Lenape

The Lenape (/ləˈnɑːpi/) are Native American people in Canada and the United States. They are also called Delaware Indians after their historic territory along the Delaware River. As a result of disruption following the American Revolutionary War and later Indian removals from the eastern United States, the main groups now live in Ontario (Canada), Wisconsin, and Oklahoma. In Canada, they are enrolled in the Munsee-Delaware Nation 1, the Moravian of the Thames First Nation, and the Delaware of Six Nations. In the United States, they are enrolled in three federally recognized tribes, that is, the Delaware Nation and the Delaware Tribe of Indians, both located in Oklahoma, and the Stockbridge-Munsee Community, located in Wisconsin. The Ramapough Mountain Indians and the Nanticoke Lenni-Lenape identify as Lenape descendants and are recognized as tribes by the state of New Jersey.

At the time of European contact in the 16th and 17th centuries, the Lenape inhabited a region on the mid-Atlantic coast in what anthropologists call the Northeastern Woodlands. Although never politically unified, it is frequently referred to as Lenapehoking ("Lenape country"). It roughly comprised the area around and between the Delaware and lower Hudson rivers, and included the western part of Long Island in present-day New York. Lenapehoking hosted over two dozen Lenape polities. Some of their place names, such as Manhattan, Raritan, and Tappan were adopted by Dutch and English colonists to identify them. Based on the historical record of the mid-seventeenth century, it has been estimated that most Lenape polities consisted of several hundred people. It is conceivable that some had been considerably larger prior to contact. Even regions at a distance from European settlement, such as Iroquoia in upstate New York and central Pennsylvania, had been devastated by smallpox by the 1640s.

☆ ☆ ☆ ☆ ☆ ☆ ☆

■ **Exercise instructions**:
• 1. In the Lenape passage, what does the name Lenapehoking mean?
• 2. Please say whether each statement agrees with the Lenape passage, answering yes or no and quoting the words that decide it: (a) The Lenape were politically unified at the time of European contact. (b) The Delaware Nation is located in Oklahoma. (c) The Stockbridge-Munsee Community is located in Ontario.

■ **Record set**:
☆ ☆ ☆ ☆ ☆ ☆ ☆

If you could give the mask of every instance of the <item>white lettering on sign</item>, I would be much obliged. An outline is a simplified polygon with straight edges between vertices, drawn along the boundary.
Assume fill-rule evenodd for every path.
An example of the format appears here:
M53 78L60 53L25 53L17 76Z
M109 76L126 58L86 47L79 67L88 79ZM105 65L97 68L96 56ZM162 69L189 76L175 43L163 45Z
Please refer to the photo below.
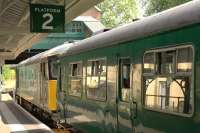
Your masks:
M35 8L35 12L50 12L50 13L60 13L60 9L53 9L53 8Z
M53 15L50 13L45 13L42 17L47 18L47 20L42 24L42 29L53 30L53 26L48 25L53 21Z

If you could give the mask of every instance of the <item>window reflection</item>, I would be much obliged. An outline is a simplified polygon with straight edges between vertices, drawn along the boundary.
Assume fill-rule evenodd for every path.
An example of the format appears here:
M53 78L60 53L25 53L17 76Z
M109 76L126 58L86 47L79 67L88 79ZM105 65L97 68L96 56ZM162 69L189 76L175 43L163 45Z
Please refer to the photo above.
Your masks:
M120 59L120 98L129 101L130 96L130 59Z
M91 60L87 63L87 97L106 99L106 60Z
M153 75L143 73L145 106L158 110L191 114L193 100L192 75L190 73L193 57L192 48L177 48L176 50L154 53L156 55L156 72Z
M146 53L144 55L144 73L153 73L155 69L154 53Z

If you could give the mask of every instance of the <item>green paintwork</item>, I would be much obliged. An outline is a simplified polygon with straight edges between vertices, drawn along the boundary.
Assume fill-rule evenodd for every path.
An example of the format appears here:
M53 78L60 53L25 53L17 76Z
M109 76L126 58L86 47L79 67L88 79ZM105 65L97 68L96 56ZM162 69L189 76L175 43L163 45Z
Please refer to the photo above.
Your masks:
M192 25L160 33L154 36L141 38L129 42L124 42L107 48L100 48L93 51L79 53L62 57L61 63L61 80L62 90L60 93L65 93L67 122L74 127L79 128L87 133L198 133L200 131L200 82L196 79L200 78L200 25ZM195 94L195 110L192 117L184 117L173 115L170 113L161 113L150 111L142 105L142 87L140 82L133 81L131 88L131 100L129 103L124 103L118 98L117 87L117 71L118 59L120 57L130 57L131 63L134 66L140 66L138 72L142 70L142 59L145 51L156 48L174 47L177 45L192 44L195 49L195 70L194 70L194 94ZM95 45L95 44L94 44ZM107 100L95 101L86 97L86 63L89 59L106 57L107 59L107 75L113 75L112 78L107 76ZM83 62L83 87L82 96L74 97L68 95L68 63L82 61ZM141 78L138 77L138 78ZM132 102L137 102L136 106ZM135 117L134 117L135 116Z

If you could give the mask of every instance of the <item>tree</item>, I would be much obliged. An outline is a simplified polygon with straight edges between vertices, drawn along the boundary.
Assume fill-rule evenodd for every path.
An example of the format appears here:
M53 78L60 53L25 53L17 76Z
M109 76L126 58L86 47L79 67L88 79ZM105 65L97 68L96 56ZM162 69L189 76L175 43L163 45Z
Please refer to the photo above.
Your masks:
M145 15L152 15L191 0L142 0L146 5Z
M98 7L102 11L101 22L109 28L131 22L137 18L135 0L104 0Z

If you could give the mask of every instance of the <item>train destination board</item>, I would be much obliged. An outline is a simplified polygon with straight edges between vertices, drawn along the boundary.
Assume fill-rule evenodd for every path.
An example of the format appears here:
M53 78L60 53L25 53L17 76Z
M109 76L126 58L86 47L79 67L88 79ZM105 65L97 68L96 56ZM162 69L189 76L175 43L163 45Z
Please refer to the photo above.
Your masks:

☆ ☆ ☆ ☆ ☆ ☆ ☆

■ **Solutions to the problems**:
• 1. "Lenape country"

• 2.
(a) No: "Although never politically unified"
(b) Yes: "the Delaware Nation and the Delaware Tribe of Indians, both located in Oklahoma"
(c) No: "the Stockbridge-Munsee Community, located in Wisconsin"